- _To do_
Which lines in the rows below contain the word "wall"? Find each one and copy it out in full.
──────── Supplied records
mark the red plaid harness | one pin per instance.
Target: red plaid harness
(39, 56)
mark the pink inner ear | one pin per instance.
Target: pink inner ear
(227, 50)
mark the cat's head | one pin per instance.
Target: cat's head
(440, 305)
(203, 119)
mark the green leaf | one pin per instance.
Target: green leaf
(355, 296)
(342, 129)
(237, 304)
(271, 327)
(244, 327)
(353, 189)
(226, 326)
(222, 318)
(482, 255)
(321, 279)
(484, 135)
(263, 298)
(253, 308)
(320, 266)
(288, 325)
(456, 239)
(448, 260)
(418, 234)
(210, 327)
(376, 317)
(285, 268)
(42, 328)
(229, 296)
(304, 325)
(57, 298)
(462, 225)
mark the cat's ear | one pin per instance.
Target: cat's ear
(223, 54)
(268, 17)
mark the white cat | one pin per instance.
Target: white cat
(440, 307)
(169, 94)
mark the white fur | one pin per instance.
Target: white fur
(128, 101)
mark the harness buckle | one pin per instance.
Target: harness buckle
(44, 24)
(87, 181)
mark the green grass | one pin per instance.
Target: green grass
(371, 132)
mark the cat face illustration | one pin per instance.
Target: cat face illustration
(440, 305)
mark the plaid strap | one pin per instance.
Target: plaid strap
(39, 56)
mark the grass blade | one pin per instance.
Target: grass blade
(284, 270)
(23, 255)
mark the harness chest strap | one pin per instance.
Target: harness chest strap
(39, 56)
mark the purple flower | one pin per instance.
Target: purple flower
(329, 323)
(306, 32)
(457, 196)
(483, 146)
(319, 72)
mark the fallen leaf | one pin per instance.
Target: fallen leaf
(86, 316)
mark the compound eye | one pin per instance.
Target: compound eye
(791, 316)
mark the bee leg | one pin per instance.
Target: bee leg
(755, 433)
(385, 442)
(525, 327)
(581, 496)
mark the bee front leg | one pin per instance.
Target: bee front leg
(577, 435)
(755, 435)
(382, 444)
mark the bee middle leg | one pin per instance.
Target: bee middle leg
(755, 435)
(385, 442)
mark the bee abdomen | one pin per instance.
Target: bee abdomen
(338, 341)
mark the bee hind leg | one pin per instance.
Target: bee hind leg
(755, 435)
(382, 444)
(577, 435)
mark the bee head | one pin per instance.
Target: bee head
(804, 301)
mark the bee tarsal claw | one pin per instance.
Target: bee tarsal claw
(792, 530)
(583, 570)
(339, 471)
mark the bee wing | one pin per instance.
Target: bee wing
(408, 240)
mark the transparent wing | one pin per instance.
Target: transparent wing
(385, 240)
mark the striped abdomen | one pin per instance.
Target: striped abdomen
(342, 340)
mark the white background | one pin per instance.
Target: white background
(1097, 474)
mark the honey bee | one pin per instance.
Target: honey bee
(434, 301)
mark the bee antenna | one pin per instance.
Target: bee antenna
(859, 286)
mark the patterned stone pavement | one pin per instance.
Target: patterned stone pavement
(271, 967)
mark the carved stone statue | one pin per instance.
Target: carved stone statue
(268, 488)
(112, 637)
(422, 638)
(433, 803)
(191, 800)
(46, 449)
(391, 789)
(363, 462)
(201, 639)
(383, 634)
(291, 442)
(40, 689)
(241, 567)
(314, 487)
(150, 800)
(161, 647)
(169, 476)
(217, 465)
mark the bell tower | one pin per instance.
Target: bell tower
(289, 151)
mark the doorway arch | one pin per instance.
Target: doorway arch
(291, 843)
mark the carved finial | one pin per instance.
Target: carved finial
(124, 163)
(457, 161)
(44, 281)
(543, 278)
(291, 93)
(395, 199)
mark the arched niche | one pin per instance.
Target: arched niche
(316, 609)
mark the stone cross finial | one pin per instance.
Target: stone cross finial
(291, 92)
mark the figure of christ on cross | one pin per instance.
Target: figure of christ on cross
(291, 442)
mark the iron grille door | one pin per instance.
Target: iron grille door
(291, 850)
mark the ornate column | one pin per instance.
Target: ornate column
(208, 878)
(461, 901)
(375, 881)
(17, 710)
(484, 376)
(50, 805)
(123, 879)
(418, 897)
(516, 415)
────────────────
──────── Supplied records
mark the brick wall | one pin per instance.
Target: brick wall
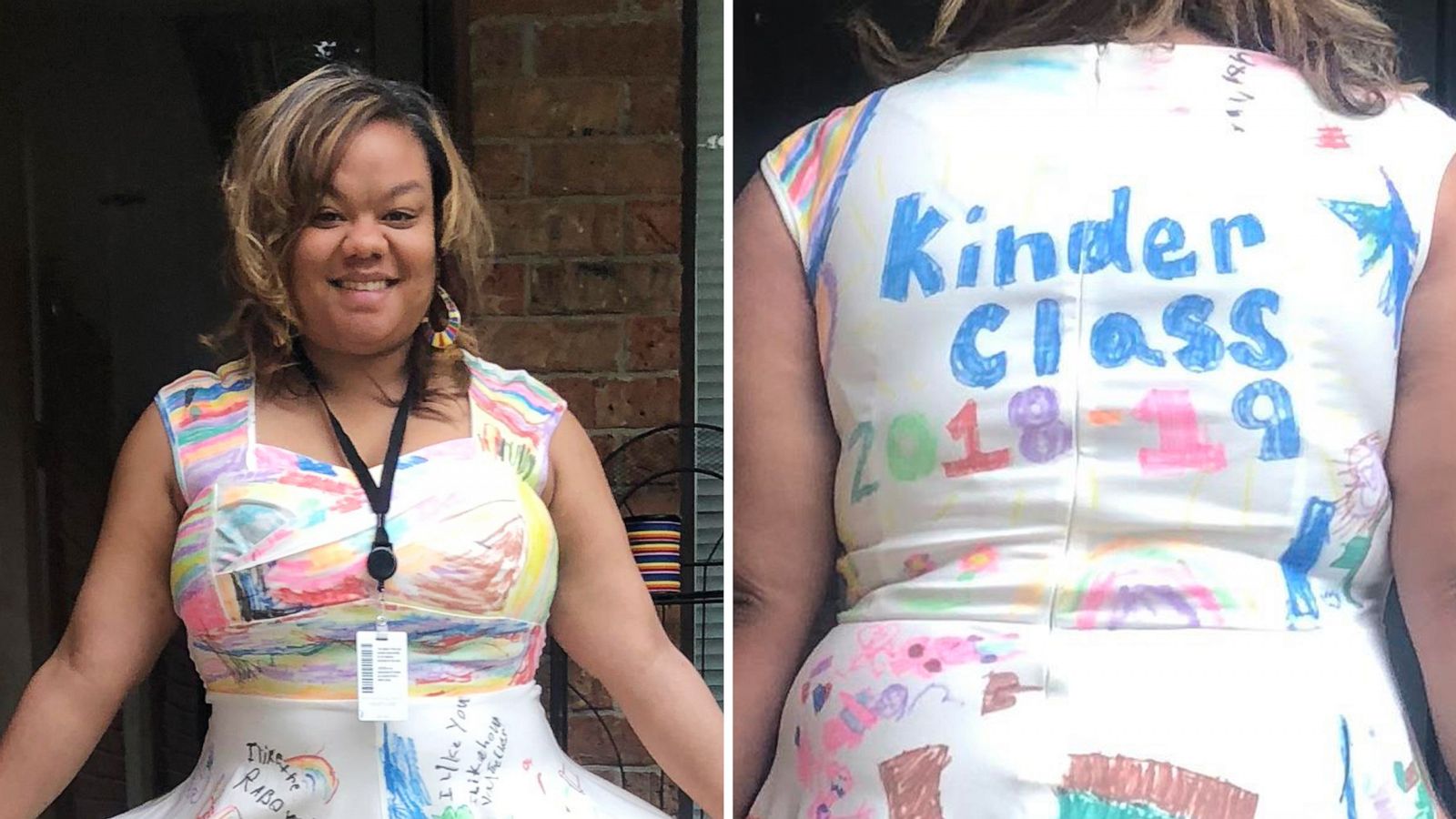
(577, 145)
────────────────
- _Result of the task_
mark the brick wall | one pin per instance.
Target: brick wall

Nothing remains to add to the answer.